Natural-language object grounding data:
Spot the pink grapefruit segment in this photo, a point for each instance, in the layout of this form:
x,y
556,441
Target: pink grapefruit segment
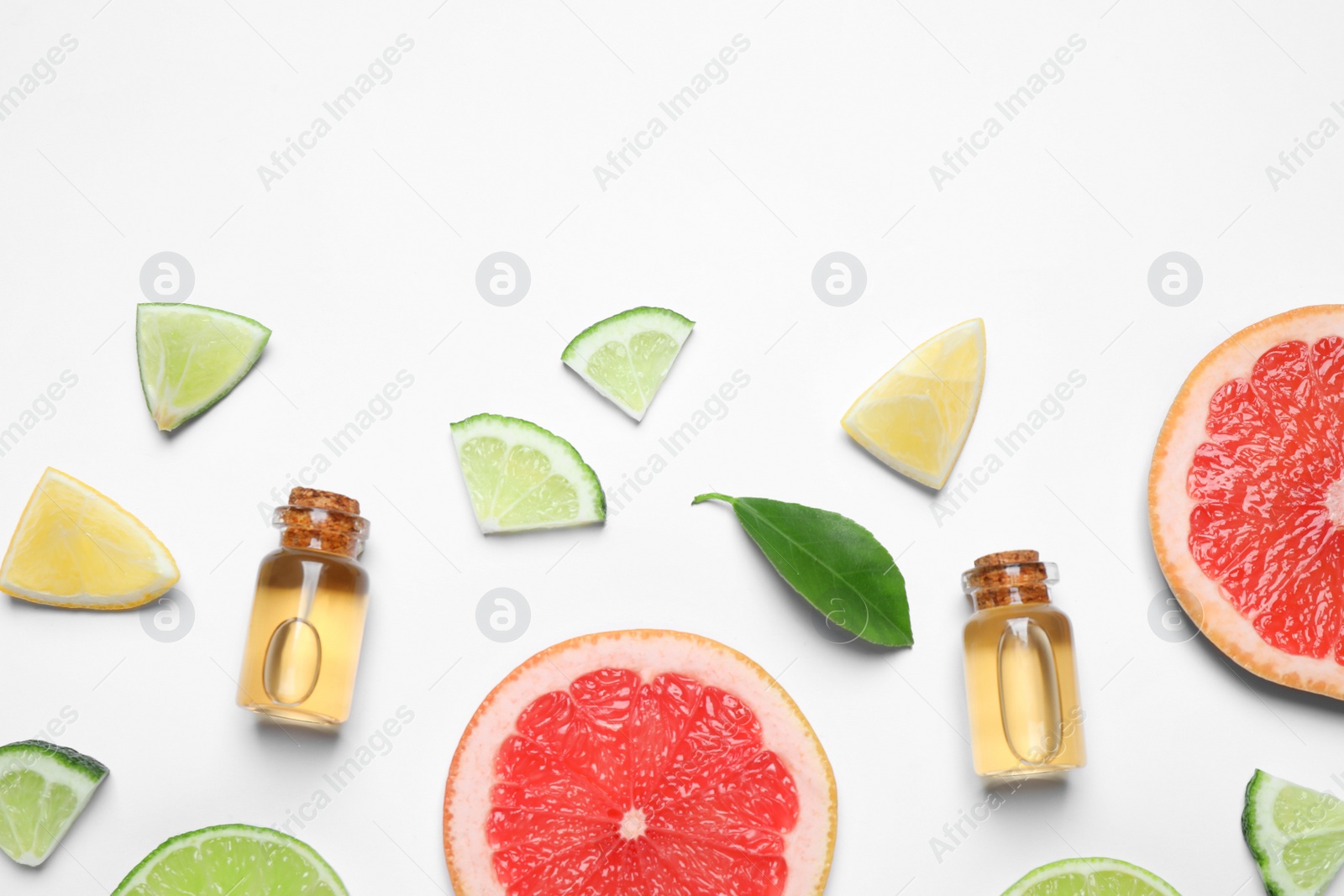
x,y
1247,497
672,766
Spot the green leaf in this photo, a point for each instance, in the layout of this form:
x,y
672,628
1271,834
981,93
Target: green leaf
x,y
832,562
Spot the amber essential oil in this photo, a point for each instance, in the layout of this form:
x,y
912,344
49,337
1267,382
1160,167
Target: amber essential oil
x,y
1021,681
308,614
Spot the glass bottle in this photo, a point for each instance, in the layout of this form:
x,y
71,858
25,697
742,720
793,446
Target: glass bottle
x,y
1021,681
308,616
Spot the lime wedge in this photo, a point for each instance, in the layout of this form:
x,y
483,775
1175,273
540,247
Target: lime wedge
x,y
239,860
628,355
44,789
1296,835
1090,878
192,356
524,477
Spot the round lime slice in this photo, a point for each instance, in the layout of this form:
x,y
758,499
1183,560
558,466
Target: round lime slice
x,y
192,356
1296,835
524,477
44,789
239,860
1089,878
628,355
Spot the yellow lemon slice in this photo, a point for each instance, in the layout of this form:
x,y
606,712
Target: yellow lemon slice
x,y
76,547
917,417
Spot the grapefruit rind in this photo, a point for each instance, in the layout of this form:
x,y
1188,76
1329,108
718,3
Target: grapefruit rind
x,y
1169,504
467,799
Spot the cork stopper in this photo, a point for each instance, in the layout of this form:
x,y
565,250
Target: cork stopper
x,y
1010,577
322,521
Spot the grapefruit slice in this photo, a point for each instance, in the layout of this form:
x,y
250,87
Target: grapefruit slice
x,y
1247,499
638,763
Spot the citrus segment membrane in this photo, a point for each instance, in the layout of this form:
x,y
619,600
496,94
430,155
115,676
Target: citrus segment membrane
x,y
239,860
628,355
665,765
44,789
1269,500
523,477
192,356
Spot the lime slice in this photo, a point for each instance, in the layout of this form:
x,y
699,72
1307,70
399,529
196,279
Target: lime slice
x,y
44,789
524,477
917,417
1090,878
192,356
239,860
1296,835
627,356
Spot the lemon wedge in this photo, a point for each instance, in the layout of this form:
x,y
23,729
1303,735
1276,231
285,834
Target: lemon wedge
x,y
76,547
917,417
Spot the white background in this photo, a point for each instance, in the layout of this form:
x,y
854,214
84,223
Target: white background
x,y
362,259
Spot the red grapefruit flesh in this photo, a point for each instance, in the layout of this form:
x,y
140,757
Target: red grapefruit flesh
x,y
638,763
1247,499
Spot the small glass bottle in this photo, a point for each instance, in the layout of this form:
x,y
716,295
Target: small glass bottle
x,y
308,616
1021,681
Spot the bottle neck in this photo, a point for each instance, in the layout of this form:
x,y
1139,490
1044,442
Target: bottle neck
x,y
1010,578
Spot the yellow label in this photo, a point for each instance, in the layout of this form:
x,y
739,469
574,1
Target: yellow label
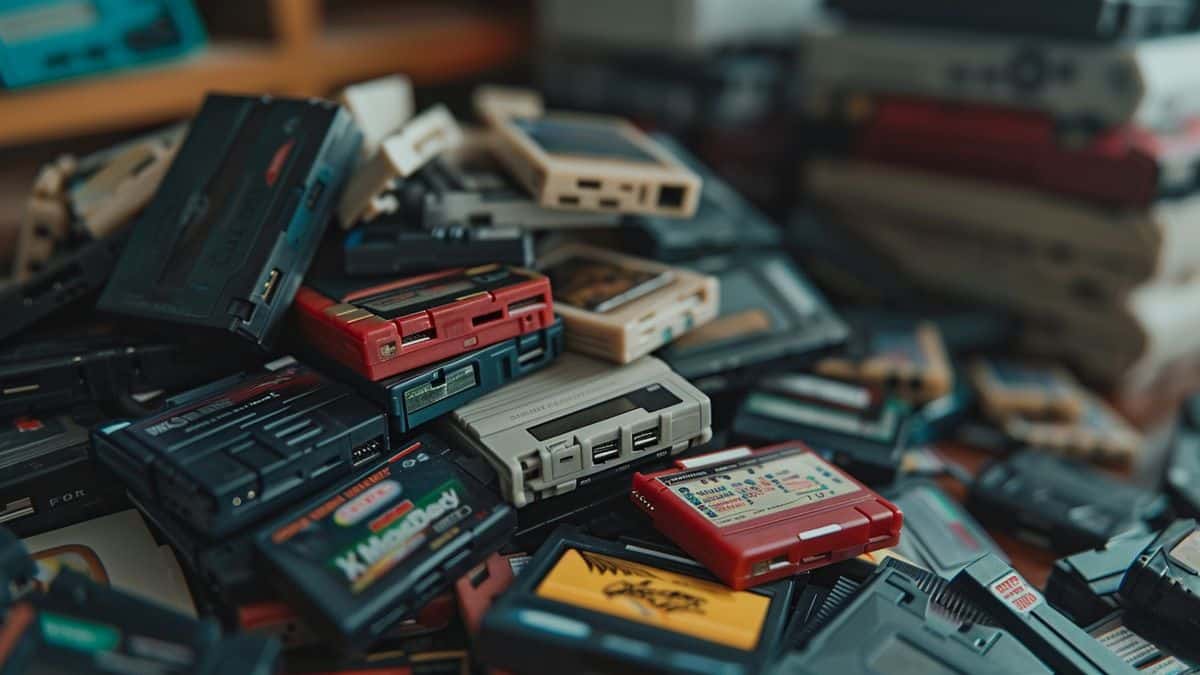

- [Task goal]:
Give each record above back word for word, but carry over none of the pictures.

- [Solution for this problem]:
Spot the pink grapefruit segment in this photo, a point for each instance, in the layout of this form:
x,y
556,441
Target: pink grapefruit segment
x,y
1247,497
672,766
Spot the green leaf in this photo, a point for each instance, in the layout of this form:
x,y
672,628
1271,834
981,93
Target: green leaf
x,y
832,562
Spot the amber essential oil in this photo, a point for each instance, in the layout of this form:
x,y
912,344
49,337
1267,382
1160,167
Target: amber essential oil
x,y
1021,681
308,614
Spot the glass bottle in this photo, a point for each instance, in the layout of this form:
x,y
71,858
25,697
742,720
793,446
Target: glass bottle
x,y
1021,681
308,616
Spot the lime wedge in this photo, a point for each instance, in the layout of this form:
x,y
483,775
1175,273
540,247
Target: lime wedge
x,y
239,860
628,355
44,789
1296,835
1090,878
192,356
524,477
Spot the round lime slice in this photo, a point for each instance, in the layout of this form:
x,y
758,499
1183,560
558,466
Target: round lime slice
x,y
192,356
1296,835
524,477
44,789
239,860
1089,878
628,355
Spot the yellow lemon slice in this photo, a point for each instance, in the layout of this form:
x,y
606,712
Target: yellow lemon slice
x,y
76,547
917,417
Spot the grapefruit rind in this photo, a point for each instance, in the layout of this form:
x,y
1188,76
1329,108
718,3
Target: grapefruit rind
x,y
1169,504
467,799
Spot the cork stopper in this photo, a point for each instance, in the layout of this form:
x,y
565,250
Target: cork stopper
x,y
1010,577
322,521
Spot the grapefruit slice in this photo, a point for each instance, in the layout of this form:
x,y
250,87
Target: grapefruit slice
x,y
1247,499
638,763
Spot the citrus segment membrane in this photo, a point for each instance, in the layout of this form:
x,y
619,600
496,94
430,155
115,676
Target: citrus segment membrane
x,y
239,860
628,355
665,765
44,789
1269,500
523,477
192,356
Spot the lime slice in this photo, a point for each instance, in the layout of this form:
x,y
699,72
1307,70
399,529
196,279
Target: lime slice
x,y
44,789
524,477
917,417
1090,878
192,356
239,860
1296,835
627,356
Spot the lemon wedge in this photo, a point for each instance, in the layout of this form:
x,y
23,729
1303,735
1276,231
285,834
Target: lemon wedge
x,y
76,547
917,417
Spot the white background in this photo, a point for each instance, in the layout of this form:
x,y
854,214
84,223
Target: white background
x,y
362,259
Spot the red grapefruit flesh in this photo, a point for each instance, in the layout of this form:
x,y
140,757
Target: red grapefruit flesh
x,y
638,763
1247,499
Spot the small glass bottle in this photo, a point for each instance, in the layout of this form:
x,y
716,295
Target: small glass bottle
x,y
308,616
1021,681
Spot the bottle neck in this photo, a point for each instance, in the layout of this form:
x,y
1139,490
1044,442
Target: bottle neck
x,y
1010,578
Spot the yellow label in this photo, a point for each instance, in the layout of this form:
x,y
739,469
574,1
Target: yellow label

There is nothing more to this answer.